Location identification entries
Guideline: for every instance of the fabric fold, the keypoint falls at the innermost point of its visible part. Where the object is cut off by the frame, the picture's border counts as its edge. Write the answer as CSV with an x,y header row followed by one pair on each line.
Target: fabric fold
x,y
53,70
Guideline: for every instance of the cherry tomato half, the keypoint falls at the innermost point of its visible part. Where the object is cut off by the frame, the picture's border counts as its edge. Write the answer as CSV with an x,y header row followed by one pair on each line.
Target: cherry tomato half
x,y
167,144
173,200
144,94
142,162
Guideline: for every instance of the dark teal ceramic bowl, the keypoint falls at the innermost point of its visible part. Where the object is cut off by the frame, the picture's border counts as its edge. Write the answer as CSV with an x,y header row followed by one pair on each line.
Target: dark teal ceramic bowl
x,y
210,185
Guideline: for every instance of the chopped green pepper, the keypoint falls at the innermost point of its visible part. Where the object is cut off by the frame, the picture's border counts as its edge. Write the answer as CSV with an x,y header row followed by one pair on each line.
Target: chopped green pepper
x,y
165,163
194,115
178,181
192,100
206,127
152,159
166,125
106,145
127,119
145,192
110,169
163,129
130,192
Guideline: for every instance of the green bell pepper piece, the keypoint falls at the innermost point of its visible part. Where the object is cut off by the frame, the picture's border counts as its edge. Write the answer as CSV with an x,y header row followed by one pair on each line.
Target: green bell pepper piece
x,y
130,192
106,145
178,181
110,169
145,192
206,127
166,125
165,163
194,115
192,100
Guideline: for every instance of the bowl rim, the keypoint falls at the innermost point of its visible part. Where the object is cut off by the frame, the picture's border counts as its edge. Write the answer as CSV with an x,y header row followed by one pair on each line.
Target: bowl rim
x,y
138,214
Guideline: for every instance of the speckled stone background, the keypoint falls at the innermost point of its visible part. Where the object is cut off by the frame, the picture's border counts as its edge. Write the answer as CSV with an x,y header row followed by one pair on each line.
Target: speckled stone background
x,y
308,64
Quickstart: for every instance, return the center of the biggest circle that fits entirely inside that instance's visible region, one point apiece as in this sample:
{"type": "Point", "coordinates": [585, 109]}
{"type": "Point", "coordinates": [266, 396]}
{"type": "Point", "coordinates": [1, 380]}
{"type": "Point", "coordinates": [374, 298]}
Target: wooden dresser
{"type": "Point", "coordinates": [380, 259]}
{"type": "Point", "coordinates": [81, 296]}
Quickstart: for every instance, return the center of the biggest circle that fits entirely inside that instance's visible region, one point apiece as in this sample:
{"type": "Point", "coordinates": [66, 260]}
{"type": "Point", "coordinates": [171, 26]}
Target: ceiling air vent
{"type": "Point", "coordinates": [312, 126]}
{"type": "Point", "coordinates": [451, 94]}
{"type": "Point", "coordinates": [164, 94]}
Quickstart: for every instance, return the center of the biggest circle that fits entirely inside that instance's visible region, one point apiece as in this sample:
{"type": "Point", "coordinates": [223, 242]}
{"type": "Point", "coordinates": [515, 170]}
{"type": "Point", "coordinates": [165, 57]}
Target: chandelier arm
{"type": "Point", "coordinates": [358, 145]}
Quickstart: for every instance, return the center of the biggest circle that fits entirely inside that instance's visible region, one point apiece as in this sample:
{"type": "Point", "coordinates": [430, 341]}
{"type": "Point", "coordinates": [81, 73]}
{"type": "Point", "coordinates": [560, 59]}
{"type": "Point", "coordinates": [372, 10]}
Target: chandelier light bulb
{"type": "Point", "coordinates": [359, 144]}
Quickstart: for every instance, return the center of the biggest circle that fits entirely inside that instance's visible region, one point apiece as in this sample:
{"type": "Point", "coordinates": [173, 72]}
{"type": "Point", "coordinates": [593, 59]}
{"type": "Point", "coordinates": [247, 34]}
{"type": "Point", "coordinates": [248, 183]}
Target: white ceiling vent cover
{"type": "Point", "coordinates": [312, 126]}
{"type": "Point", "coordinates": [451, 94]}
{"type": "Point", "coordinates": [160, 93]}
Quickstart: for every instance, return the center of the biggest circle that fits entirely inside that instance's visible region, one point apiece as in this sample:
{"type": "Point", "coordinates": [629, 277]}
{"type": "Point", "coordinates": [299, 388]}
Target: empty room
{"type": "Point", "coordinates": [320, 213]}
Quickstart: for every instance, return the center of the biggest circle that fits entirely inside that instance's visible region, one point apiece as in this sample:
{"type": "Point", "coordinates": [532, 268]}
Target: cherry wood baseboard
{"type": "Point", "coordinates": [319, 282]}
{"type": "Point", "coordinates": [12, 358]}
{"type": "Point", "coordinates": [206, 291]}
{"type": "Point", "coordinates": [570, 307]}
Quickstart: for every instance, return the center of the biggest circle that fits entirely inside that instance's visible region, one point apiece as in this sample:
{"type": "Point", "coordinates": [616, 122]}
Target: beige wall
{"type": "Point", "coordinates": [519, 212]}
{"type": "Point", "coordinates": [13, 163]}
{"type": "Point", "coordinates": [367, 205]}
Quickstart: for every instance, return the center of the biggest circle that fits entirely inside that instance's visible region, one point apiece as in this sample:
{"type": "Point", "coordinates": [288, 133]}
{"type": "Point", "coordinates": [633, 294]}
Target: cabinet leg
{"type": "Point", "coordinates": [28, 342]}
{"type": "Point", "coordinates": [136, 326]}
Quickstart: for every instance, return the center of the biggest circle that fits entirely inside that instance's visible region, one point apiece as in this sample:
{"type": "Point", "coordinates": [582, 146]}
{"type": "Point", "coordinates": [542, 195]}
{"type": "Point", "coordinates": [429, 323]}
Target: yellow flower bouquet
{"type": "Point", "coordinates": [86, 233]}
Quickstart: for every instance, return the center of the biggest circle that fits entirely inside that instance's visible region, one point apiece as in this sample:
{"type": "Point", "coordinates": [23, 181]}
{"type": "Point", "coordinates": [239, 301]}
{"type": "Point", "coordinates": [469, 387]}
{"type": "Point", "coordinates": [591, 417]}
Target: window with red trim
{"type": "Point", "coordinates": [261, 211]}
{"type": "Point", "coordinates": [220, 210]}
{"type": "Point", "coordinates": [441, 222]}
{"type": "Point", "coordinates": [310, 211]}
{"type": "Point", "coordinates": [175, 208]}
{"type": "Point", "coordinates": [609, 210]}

* _STATED GOAL_:
Recopy all the lines exactly as they appear.

* _EXERCISE OUTPUT_:
Guideline: for every instance of the fabric fold, the keypoint falls at the innermost point of its visible part. Where the object is cut off by the frame, the picture's border counts as its edge. Write the answer as CSV with an x,y header row followed by one pair on each line.
Target: fabric fold
x,y
53,70
Guideline: for every instance of the cherry tomato half, the keypoint falls at the innermost point of its visible part. Where the object is cut off by the frame, the picture's border counts as its edge. Write the answer as CSV with an x,y header row followed by one pair on each line.
Target: cherry tomato half
x,y
167,144
173,200
144,94
142,162
Guideline: for every instance of the dark teal ceramic bowl, the keypoint falls at the innermost point of its visible part. Where the object is cut off by the frame, the picture's border counts as its edge. Write the answer as CSV with an x,y header row followed by one pair on each line.
Target: dark teal ceramic bowl
x,y
210,185
Guideline: for every instance of the chopped green pepper, the keypoint falls at the innermost point of its visible part. Where the object is cut off by the frame, the picture's border counts as its edge. Write the answer as CSV with an x,y header row followed by one pair on each line.
Target: chopped green pepper
x,y
165,163
194,115
178,181
192,100
206,127
152,159
166,125
106,145
127,119
145,192
110,169
163,129
130,192
Guideline: for every instance of the green bell pepper piece, the keypoint falls at the innermost point of its visible part. Where the object is cut off by the frame, the picture's border counts as its edge. Write the answer as CSV with an x,y header row followed by one pair on each line.
Target: green bell pepper piece
x,y
130,192
106,145
178,181
110,169
145,192
206,127
166,125
165,163
194,115
192,100
Guideline: for every instance of the bowl rim, the keypoint falls at the innermost point of its visible part. Where the object is cut off by the frame, the picture's border counts as its edge. Write the answer as CSV with an x,y header row followed by one pair on each line.
Target: bowl rim
x,y
138,214
Guideline: for every instance of the speckled stone background, the keypoint falls at the innermost point of its visible part. Where the object is cut off by the frame, the picture's border counts as its edge. Write the answer as CSV with an x,y header row followed by one pair on each line.
Target: speckled stone background
x,y
308,64
Quickstart: for every instance, return the center of the biggest circle that fits entirely inside that instance's visible region, one point apiece as in this sample:
{"type": "Point", "coordinates": [585, 109]}
{"type": "Point", "coordinates": [266, 396]}
{"type": "Point", "coordinates": [1, 380]}
{"type": "Point", "coordinates": [374, 298]}
Target: wooden dresser
{"type": "Point", "coordinates": [380, 259]}
{"type": "Point", "coordinates": [81, 296]}
Quickstart: for every instance, return the center of the biggest circle that fits entirely inside that instance's visible region, one point apiece as in this sample:
{"type": "Point", "coordinates": [66, 260]}
{"type": "Point", "coordinates": [171, 26]}
Target: ceiling air vent
{"type": "Point", "coordinates": [312, 126]}
{"type": "Point", "coordinates": [451, 94]}
{"type": "Point", "coordinates": [164, 94]}
Quickstart: for every instance, return the center of the biggest circle that fits entirely inside that instance's visible region, one point apiece as in this sample:
{"type": "Point", "coordinates": [223, 242]}
{"type": "Point", "coordinates": [515, 170]}
{"type": "Point", "coordinates": [165, 57]}
Target: chandelier arm
{"type": "Point", "coordinates": [358, 145]}
Quickstart: for every instance, return the center of the biggest circle that fits entirely inside that instance's visible region, one point apiece as in this sample:
{"type": "Point", "coordinates": [430, 341]}
{"type": "Point", "coordinates": [81, 73]}
{"type": "Point", "coordinates": [560, 59]}
{"type": "Point", "coordinates": [372, 10]}
Target: chandelier light bulb
{"type": "Point", "coordinates": [359, 144]}
Quickstart: for every instance, return the center of the biggest circle that fits entirely inside that instance's visible region, one point apiece as in this sample:
{"type": "Point", "coordinates": [173, 72]}
{"type": "Point", "coordinates": [593, 59]}
{"type": "Point", "coordinates": [247, 34]}
{"type": "Point", "coordinates": [248, 183]}
Target: white ceiling vent cover
{"type": "Point", "coordinates": [312, 126]}
{"type": "Point", "coordinates": [451, 94]}
{"type": "Point", "coordinates": [160, 93]}
Quickstart: for every instance, return the center of the biggest circle that fits entirely inside that instance's visible region, one point apiece as in this sample:
{"type": "Point", "coordinates": [629, 277]}
{"type": "Point", "coordinates": [299, 388]}
Target: empty room
{"type": "Point", "coordinates": [320, 213]}
Quickstart: for every instance, return the center of the biggest circle that fits entirely inside that instance's visible region, one point apiece as in this sample:
{"type": "Point", "coordinates": [532, 268]}
Target: cherry wood baseboard
{"type": "Point", "coordinates": [319, 282]}
{"type": "Point", "coordinates": [12, 358]}
{"type": "Point", "coordinates": [206, 291]}
{"type": "Point", "coordinates": [570, 307]}
Quickstart: for every instance, return the center of the biggest circle that fits entirely inside that instance's visible region, one point apiece as in this sample:
{"type": "Point", "coordinates": [616, 122]}
Target: beige wall
{"type": "Point", "coordinates": [519, 212]}
{"type": "Point", "coordinates": [13, 163]}
{"type": "Point", "coordinates": [367, 205]}
Quickstart: for every instance, return the center of the biggest circle that fits entirely inside that instance's visible region, one point apiece as in this sample:
{"type": "Point", "coordinates": [288, 133]}
{"type": "Point", "coordinates": [633, 294]}
Target: cabinet leg
{"type": "Point", "coordinates": [28, 342]}
{"type": "Point", "coordinates": [136, 326]}
Quickstart: for every instance, return the center of the biggest circle that fits entirely inside that instance's visible region, one point apiece as in this sample:
{"type": "Point", "coordinates": [582, 146]}
{"type": "Point", "coordinates": [542, 195]}
{"type": "Point", "coordinates": [429, 323]}
Target: yellow flower bouquet
{"type": "Point", "coordinates": [86, 233]}
Quickstart: for every instance, return the center of the biggest circle that fits entirely inside that instance's visible region, one point apiece as in this sample:
{"type": "Point", "coordinates": [23, 181]}
{"type": "Point", "coordinates": [239, 301]}
{"type": "Point", "coordinates": [469, 387]}
{"type": "Point", "coordinates": [591, 417]}
Target: window with red trim
{"type": "Point", "coordinates": [261, 211]}
{"type": "Point", "coordinates": [220, 210]}
{"type": "Point", "coordinates": [441, 222]}
{"type": "Point", "coordinates": [310, 211]}
{"type": "Point", "coordinates": [175, 208]}
{"type": "Point", "coordinates": [609, 210]}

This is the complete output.